### TASK OBJECTIVE
Continue the market commentary about the overnight coronavirus sell-off from where it stops.

### READING PASSAGE
____

In case you missed it, the proverbial hit the fan in overseas markets last night.
Let’s run through the scorecard, shall we…
Dow Jones Industrials: Down 3.5%.
S&P 500: Down 3.3%.
NASDAQ: Down 3.7%.
Germany’s DAX Index: Down 4%.
Gold: Traded as high as US$1,690 overnight. At 6.20am Melbourne time, it was US$1,660.
Oil: Down around 3.5%.
Shanghai Composite Index: Down 0.3%.
The only outlier there is China! Clearly, the authorities are in there propping prices up to maintain the illusion of calm.
Good luck with that…
Let’s leave China’s head in the sand for now, and try and work out what’s going on.
Overnight panic in markets
The overnight panic in markets (and yesterday’s large falls in Australia) was in response to the spread of the coronavirus, notably in South Korea and Italy.
The thing to understand here is that it is the fear of contagion that is the biggest risk. Fear stops people travelling. Fear stops people (especially in China right now) from going to work. Fear stops people from going out for dinner, shopping, and doing all the things that create economic activity.
That’s why oil prices are down sharply. That’s why airlines and travel companies are down too. It’s kinda obvious, so I won’t belabour the point.
Up until a few days ago, the equity market chose to ignore all this. The bond and gold markets told you something was going on. But the equity market continued to party.
Because the market is an irrational beast. When it gets up a head of steam, all the contrary facts in the world won’t change its mind.
In fact, a few weeks ago, my mate and co-editor Vern Gowdie issued a warning to get out of the market. The general response was scorn and derision. I said at the time it was a good contrarian indicator.
If you ignored all that and listened to what Vern had to say, you’re feeling pretty good right now. It’s not too late to heed his advice. Vern reckons there’s a long way to go. Down, that is.

____

### SUPPLIED ENTRIES
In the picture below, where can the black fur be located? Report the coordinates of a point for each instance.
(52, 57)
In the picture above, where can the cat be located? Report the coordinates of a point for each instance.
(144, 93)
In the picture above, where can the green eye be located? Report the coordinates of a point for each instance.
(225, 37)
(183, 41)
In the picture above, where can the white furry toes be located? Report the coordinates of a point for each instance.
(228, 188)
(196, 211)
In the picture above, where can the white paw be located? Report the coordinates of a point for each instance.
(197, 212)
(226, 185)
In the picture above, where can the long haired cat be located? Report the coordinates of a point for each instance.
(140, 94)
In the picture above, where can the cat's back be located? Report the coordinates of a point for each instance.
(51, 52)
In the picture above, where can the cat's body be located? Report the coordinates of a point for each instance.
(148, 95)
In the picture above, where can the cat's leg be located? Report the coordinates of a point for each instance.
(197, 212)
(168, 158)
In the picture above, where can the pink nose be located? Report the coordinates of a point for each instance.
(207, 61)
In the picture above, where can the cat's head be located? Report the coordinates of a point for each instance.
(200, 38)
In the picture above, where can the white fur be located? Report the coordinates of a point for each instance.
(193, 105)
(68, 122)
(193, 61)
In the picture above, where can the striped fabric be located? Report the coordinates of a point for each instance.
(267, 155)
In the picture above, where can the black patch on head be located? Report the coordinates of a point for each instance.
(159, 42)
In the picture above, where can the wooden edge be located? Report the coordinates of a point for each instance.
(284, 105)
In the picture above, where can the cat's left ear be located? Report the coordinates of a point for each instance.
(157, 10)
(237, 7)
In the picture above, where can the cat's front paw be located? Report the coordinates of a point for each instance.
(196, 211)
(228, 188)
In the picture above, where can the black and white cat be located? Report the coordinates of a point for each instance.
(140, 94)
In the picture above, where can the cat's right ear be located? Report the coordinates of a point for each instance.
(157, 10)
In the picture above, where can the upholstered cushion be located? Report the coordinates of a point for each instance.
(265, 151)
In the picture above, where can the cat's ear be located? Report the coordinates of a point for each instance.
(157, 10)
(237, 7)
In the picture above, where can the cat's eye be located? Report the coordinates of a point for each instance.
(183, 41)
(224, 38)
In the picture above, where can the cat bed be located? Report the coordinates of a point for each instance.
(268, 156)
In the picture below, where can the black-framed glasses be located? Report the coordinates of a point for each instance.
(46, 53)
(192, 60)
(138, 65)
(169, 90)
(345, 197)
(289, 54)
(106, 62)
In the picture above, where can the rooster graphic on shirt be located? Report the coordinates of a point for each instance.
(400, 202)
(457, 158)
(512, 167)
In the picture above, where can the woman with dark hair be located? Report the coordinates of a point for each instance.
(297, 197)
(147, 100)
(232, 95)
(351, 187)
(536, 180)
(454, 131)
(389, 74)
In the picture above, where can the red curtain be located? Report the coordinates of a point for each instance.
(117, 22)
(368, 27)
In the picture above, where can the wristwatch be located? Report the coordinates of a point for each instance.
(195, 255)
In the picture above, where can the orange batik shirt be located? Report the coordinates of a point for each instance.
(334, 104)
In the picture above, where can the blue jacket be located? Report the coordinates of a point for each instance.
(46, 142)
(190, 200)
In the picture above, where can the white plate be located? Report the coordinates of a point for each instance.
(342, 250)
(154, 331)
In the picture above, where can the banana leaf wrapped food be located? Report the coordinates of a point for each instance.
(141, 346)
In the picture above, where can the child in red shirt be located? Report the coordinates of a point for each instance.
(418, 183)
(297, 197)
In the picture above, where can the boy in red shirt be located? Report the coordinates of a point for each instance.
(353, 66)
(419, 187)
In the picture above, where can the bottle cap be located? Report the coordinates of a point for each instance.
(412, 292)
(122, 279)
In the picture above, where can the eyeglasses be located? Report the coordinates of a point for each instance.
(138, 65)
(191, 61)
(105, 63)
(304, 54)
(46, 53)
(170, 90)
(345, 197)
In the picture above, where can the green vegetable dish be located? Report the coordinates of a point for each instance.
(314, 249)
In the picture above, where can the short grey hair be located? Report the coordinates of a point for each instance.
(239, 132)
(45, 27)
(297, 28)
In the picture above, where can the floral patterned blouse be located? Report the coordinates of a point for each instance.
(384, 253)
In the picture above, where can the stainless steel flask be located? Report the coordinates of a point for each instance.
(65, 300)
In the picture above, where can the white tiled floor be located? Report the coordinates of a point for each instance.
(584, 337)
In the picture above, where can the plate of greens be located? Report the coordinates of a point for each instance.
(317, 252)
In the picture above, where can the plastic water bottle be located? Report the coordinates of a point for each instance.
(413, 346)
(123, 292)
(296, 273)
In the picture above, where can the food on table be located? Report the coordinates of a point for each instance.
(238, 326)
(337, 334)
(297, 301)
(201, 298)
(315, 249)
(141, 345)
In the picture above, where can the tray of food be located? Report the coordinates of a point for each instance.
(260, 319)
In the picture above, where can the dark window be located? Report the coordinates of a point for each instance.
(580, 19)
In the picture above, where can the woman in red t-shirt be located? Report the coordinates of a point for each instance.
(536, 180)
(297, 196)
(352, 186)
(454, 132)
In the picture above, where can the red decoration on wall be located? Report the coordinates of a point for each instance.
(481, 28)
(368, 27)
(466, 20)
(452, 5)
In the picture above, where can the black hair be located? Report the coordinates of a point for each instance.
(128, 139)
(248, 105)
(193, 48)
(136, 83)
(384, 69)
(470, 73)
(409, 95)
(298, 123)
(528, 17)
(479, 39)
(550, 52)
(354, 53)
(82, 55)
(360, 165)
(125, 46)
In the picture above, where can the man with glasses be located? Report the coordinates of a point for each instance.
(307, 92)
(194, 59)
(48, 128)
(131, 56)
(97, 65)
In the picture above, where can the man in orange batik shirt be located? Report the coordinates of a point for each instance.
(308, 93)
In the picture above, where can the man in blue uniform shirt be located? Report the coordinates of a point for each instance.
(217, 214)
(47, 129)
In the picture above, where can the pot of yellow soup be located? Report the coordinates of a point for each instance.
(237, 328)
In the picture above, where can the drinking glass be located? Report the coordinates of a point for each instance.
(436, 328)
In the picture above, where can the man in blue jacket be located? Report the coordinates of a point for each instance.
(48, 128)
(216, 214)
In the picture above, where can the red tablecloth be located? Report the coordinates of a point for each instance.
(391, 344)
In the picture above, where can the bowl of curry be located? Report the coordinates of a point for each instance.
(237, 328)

____

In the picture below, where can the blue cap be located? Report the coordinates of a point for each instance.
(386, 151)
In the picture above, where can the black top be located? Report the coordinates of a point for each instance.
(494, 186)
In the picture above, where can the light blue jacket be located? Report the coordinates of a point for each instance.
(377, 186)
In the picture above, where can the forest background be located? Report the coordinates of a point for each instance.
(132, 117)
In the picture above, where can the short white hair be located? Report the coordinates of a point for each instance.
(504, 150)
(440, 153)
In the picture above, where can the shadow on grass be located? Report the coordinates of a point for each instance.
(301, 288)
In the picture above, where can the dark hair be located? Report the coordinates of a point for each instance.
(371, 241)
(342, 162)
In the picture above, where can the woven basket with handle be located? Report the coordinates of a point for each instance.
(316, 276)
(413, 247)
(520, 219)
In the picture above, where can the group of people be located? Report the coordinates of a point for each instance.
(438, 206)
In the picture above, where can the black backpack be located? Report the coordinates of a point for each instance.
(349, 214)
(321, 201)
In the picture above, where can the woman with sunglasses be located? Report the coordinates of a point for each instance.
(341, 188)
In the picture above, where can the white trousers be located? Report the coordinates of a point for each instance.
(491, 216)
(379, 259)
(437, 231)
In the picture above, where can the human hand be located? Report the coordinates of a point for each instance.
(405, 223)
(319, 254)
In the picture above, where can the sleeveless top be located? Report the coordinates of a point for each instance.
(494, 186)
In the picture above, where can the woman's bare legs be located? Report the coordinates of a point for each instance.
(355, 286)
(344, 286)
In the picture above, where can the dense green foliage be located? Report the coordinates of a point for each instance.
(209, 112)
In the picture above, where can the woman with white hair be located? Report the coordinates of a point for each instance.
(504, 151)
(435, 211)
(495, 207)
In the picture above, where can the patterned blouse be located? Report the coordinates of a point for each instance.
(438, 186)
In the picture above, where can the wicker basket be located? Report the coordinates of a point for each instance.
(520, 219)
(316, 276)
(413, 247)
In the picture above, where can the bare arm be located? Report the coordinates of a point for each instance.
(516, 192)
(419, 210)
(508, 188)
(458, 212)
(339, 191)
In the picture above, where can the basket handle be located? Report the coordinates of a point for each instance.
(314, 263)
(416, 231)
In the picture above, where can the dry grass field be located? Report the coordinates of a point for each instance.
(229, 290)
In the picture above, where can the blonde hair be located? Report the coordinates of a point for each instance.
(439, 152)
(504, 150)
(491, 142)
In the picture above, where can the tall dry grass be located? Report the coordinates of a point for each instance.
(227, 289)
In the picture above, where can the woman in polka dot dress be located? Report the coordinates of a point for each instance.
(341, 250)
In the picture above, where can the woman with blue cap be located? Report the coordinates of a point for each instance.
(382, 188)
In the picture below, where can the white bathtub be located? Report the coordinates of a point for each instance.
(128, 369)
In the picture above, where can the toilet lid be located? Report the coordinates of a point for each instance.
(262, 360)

____

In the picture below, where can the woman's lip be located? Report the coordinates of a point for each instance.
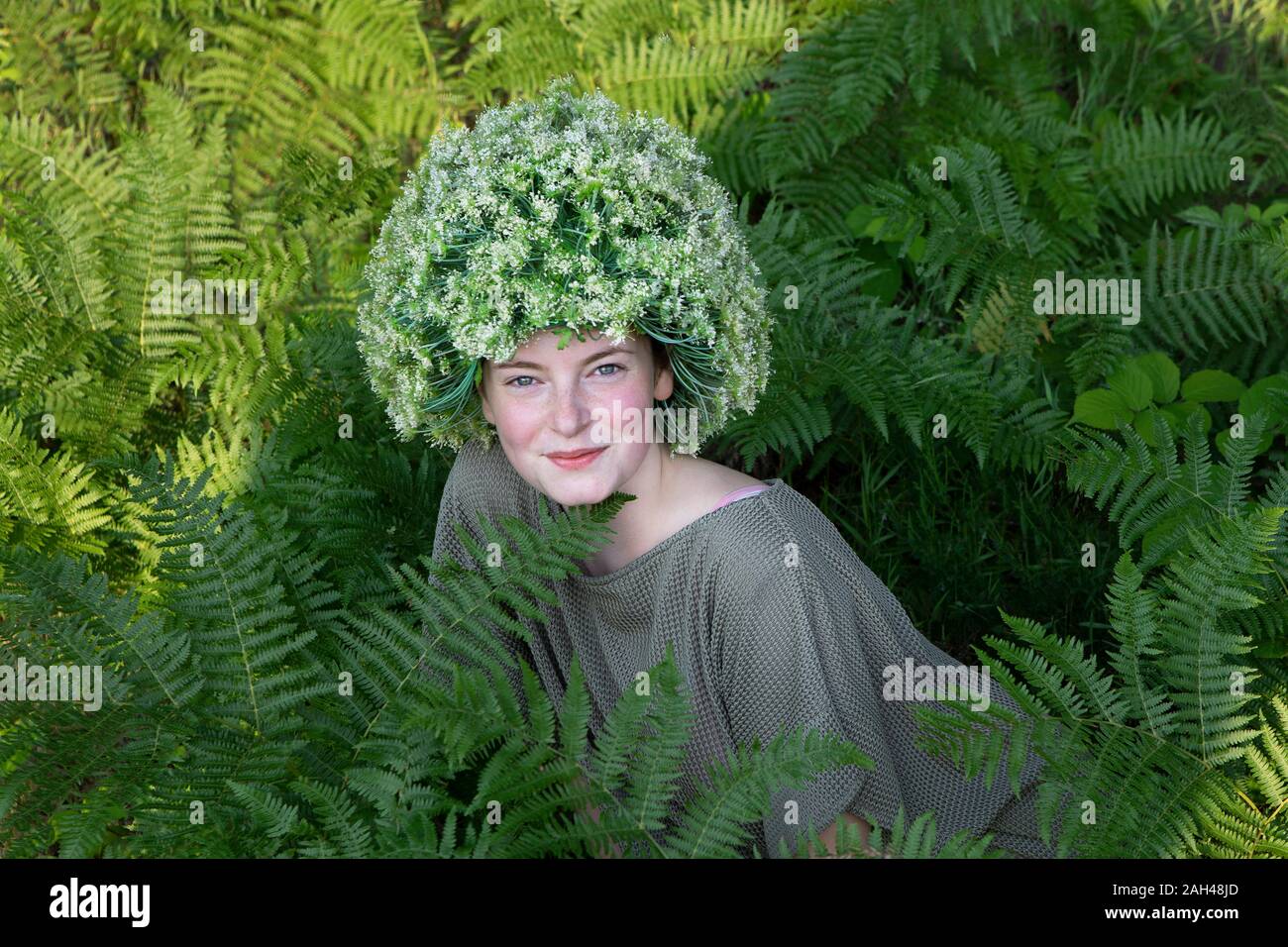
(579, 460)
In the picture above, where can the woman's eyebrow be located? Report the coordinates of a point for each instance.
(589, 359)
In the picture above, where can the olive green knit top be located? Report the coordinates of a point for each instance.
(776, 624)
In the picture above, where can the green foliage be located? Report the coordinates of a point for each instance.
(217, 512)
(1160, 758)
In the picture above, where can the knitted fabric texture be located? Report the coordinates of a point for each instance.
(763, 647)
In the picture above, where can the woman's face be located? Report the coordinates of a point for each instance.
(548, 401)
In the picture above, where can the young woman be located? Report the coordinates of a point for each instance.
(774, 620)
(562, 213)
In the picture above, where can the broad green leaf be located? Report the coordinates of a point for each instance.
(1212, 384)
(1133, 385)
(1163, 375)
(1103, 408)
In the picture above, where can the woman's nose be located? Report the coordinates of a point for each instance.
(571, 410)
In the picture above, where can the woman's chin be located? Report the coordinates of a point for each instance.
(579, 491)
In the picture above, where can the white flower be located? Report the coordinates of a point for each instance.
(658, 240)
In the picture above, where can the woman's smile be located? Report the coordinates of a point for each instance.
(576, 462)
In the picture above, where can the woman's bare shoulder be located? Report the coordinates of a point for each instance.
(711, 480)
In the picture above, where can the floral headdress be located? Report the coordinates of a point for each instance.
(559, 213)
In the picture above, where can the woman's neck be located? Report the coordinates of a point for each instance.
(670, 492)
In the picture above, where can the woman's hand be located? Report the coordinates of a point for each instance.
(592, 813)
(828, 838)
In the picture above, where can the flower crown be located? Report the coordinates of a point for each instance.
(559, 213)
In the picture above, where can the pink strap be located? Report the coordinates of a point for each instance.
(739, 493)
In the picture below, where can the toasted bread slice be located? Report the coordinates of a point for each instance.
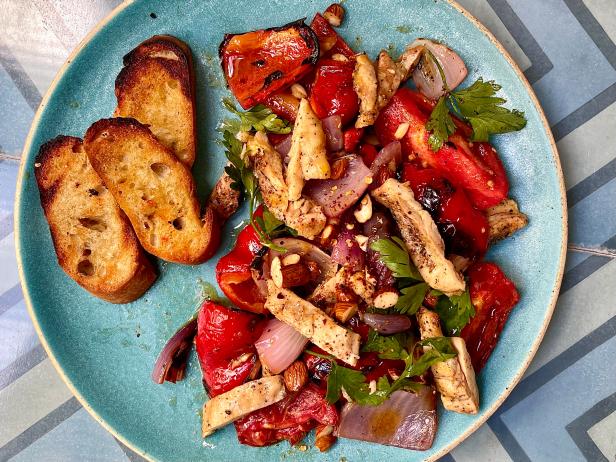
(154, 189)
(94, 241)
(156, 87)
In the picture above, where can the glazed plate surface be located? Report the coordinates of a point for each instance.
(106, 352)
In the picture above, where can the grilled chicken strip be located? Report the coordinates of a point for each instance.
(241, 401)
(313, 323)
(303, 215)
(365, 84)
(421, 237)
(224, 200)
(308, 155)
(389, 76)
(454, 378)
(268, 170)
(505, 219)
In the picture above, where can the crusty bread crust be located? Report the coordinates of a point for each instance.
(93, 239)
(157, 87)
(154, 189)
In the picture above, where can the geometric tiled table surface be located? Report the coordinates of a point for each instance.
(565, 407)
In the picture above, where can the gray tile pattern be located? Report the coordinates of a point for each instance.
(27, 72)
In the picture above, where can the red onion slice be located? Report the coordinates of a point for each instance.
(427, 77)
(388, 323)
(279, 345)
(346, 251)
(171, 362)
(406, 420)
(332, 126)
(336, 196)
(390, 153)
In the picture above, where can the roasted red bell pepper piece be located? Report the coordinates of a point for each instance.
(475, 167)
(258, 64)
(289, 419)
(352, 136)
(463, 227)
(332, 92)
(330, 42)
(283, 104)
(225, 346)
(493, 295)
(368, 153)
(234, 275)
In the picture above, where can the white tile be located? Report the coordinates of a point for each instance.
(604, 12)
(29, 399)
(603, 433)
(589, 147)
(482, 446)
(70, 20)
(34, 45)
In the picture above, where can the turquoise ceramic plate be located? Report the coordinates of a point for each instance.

____

### OUTPUT FOR THIS TASK
The point I wanted to make though is that the psychology of the market was blindly bullish just a few days ago. It sounds crazy. But that’s what happens in a melt-up. Investors lose their minds.
The return of uncertainty
There are two ways things could go from here.
There will be a ‘buy the dip’ mentality as investors believe there will be no long lasting impact from the virus. Yes, economic growth will be terrible in the first quarter, but investors will ‘look through it’.
The Financial Review reports on one such investor today. It mentions the expected slowdown in global growth, but…
‘…wise investors know the drop in economic activity will not be permanent, says Leonardo Drago, co-founder at Singapore’s AL Wealth, which provides investment and fund management services to a select group of institutional investors and family offices.
‘From his office high in Millennia Tower, Mr Drago has a commanding view of the container ships queuing up in Singapore’s harbour, but it’s a logarithmic chart plotting out the rate of new infections and the case-fatality rate of COVID-19 that anchors his read on the crisis.
‘The rate of virus progression has slowed in recent weeks, notwithstanding new clusters in South Korea, Italy and Iran, and the fatality rate outside China is now 0.8 per cent. Together, these two factors suggest that, like previous pandemics such as SARS, COVID-19 is likely to fizzle out.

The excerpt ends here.